--- Begin Material supplied ---

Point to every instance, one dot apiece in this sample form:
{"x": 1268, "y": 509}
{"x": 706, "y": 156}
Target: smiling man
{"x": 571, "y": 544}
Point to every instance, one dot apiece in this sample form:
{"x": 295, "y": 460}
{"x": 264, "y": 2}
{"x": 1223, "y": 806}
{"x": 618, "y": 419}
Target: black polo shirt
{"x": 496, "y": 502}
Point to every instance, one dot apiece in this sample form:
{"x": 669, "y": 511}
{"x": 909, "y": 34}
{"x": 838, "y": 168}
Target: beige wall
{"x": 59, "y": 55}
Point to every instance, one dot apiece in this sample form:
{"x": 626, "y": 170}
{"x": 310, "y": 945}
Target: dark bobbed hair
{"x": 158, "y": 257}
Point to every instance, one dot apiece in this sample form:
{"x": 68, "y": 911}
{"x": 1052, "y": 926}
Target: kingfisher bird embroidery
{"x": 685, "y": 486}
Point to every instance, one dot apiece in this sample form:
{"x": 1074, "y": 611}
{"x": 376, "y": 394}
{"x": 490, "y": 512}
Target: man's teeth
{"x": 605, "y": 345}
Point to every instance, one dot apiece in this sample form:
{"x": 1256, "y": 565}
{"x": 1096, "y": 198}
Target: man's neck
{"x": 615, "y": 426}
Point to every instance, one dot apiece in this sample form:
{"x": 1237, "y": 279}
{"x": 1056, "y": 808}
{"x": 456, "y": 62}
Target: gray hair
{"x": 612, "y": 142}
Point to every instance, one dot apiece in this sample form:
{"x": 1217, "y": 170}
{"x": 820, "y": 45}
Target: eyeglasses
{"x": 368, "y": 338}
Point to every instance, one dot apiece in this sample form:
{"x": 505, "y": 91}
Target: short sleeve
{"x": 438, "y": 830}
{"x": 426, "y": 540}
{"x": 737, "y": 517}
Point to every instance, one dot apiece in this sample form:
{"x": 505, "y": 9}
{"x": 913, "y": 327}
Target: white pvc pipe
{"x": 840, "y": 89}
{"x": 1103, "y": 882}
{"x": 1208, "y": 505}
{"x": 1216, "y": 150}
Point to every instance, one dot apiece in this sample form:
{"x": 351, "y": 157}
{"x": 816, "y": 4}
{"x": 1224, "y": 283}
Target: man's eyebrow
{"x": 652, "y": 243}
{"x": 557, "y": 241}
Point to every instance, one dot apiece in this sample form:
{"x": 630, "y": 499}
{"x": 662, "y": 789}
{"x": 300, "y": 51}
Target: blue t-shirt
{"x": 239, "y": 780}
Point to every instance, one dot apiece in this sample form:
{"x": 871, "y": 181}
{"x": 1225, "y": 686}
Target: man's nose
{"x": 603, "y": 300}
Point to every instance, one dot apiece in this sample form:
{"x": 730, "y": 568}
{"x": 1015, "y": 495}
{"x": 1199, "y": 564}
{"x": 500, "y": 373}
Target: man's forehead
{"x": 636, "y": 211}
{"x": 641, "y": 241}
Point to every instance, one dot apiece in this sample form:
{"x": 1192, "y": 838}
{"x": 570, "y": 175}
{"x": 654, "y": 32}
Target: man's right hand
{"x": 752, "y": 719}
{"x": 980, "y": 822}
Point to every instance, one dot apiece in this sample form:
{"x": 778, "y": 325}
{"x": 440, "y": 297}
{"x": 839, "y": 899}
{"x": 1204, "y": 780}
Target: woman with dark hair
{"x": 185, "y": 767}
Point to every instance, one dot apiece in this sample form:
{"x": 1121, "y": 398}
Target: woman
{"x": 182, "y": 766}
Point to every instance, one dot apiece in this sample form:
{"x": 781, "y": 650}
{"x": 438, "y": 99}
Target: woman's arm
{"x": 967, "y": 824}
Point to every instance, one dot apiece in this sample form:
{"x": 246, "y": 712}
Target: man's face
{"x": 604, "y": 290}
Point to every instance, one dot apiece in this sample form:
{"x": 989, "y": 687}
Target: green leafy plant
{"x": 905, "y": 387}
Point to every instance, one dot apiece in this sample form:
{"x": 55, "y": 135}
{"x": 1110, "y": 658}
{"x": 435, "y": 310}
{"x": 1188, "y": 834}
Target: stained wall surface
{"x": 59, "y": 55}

--- End Material supplied ---

- Exercise directions -
Transcribe all the entries, keeping each one exactly as it is.

- Complete output -
Point to every instance, one dot apiece in this sample form:
{"x": 1268, "y": 509}
{"x": 706, "y": 156}
Target: smiling man
{"x": 571, "y": 544}
Point to every instance, one dot apiece in this sample form:
{"x": 295, "y": 460}
{"x": 264, "y": 2}
{"x": 1223, "y": 806}
{"x": 618, "y": 419}
Target: black polo shirt
{"x": 496, "y": 502}
Point to every instance, one dot apiece in this sample form:
{"x": 669, "y": 511}
{"x": 909, "y": 34}
{"x": 838, "y": 168}
Target: beige wall
{"x": 59, "y": 55}
Point to every instance, one dot apiece in this sample form:
{"x": 626, "y": 170}
{"x": 310, "y": 945}
Target: dark bobbed hair
{"x": 158, "y": 257}
Point to every instance, one dot apiece in this sample form:
{"x": 68, "y": 911}
{"x": 1052, "y": 926}
Target: kingfisher bird embroidery
{"x": 685, "y": 486}
Point to every instance, one dot apiece in this sample form:
{"x": 1074, "y": 611}
{"x": 376, "y": 394}
{"x": 490, "y": 512}
Target: man's teeth
{"x": 605, "y": 345}
Point to every instance, one dot apiece in this sample form:
{"x": 1256, "y": 565}
{"x": 1096, "y": 198}
Target: man's neck
{"x": 615, "y": 426}
Point to every instance, one dot apiece in this sample form:
{"x": 1237, "y": 279}
{"x": 1056, "y": 808}
{"x": 456, "y": 62}
Target: gray hair
{"x": 612, "y": 142}
Point to every instance, one dot apiece in this sample form:
{"x": 1217, "y": 170}
{"x": 820, "y": 45}
Target: eyeglasses
{"x": 368, "y": 338}
Point to every instance, one dot apiece in this sample form:
{"x": 505, "y": 91}
Target: short sleeve
{"x": 438, "y": 830}
{"x": 426, "y": 540}
{"x": 737, "y": 517}
Point to every instance, one dot apiece in this sample form:
{"x": 505, "y": 9}
{"x": 913, "y": 327}
Target: white pvc pipe
{"x": 840, "y": 89}
{"x": 1103, "y": 882}
{"x": 1208, "y": 505}
{"x": 1216, "y": 150}
Point to every instance, one dot apiece in this sample form:
{"x": 351, "y": 157}
{"x": 816, "y": 4}
{"x": 1224, "y": 283}
Target: man's eyebrow
{"x": 652, "y": 243}
{"x": 557, "y": 241}
Point to every instance, one dot apiece in this sample form:
{"x": 630, "y": 499}
{"x": 662, "y": 789}
{"x": 300, "y": 51}
Target: blue t-shirt
{"x": 239, "y": 780}
Point to every instance, one dot apiece in this sample form:
{"x": 871, "y": 181}
{"x": 1225, "y": 686}
Target: man's nose
{"x": 603, "y": 300}
Point to every instance, one dot apiece in this sample form:
{"x": 730, "y": 568}
{"x": 1015, "y": 495}
{"x": 1199, "y": 564}
{"x": 500, "y": 373}
Target: man's forehead
{"x": 636, "y": 211}
{"x": 641, "y": 241}
Point to every instance, one dot apiece in this sample form:
{"x": 1192, "y": 838}
{"x": 570, "y": 175}
{"x": 654, "y": 32}
Target: man's right hand
{"x": 752, "y": 719}
{"x": 980, "y": 822}
Point to every instance, one dot apiece in this sample form:
{"x": 778, "y": 325}
{"x": 440, "y": 297}
{"x": 839, "y": 899}
{"x": 1204, "y": 780}
Target: woman with dark hair
{"x": 185, "y": 767}
Point to every instance, one dot apiece in this sample form:
{"x": 1121, "y": 398}
Target: woman
{"x": 182, "y": 766}
Point to every instance, one dot apiece in this sample form:
{"x": 781, "y": 650}
{"x": 438, "y": 99}
Target: woman's arm
{"x": 967, "y": 824}
Point to every instance, one dot apiece in this sample form:
{"x": 246, "y": 712}
Target: man's face
{"x": 604, "y": 290}
Point to every instance, one dot apiece in this sample form:
{"x": 989, "y": 687}
Target: green leafy plant
{"x": 905, "y": 387}
Point to every instance, one dot apiece in this sample form:
{"x": 55, "y": 135}
{"x": 1110, "y": 658}
{"x": 435, "y": 310}
{"x": 1188, "y": 834}
Target: stained wall surface
{"x": 59, "y": 55}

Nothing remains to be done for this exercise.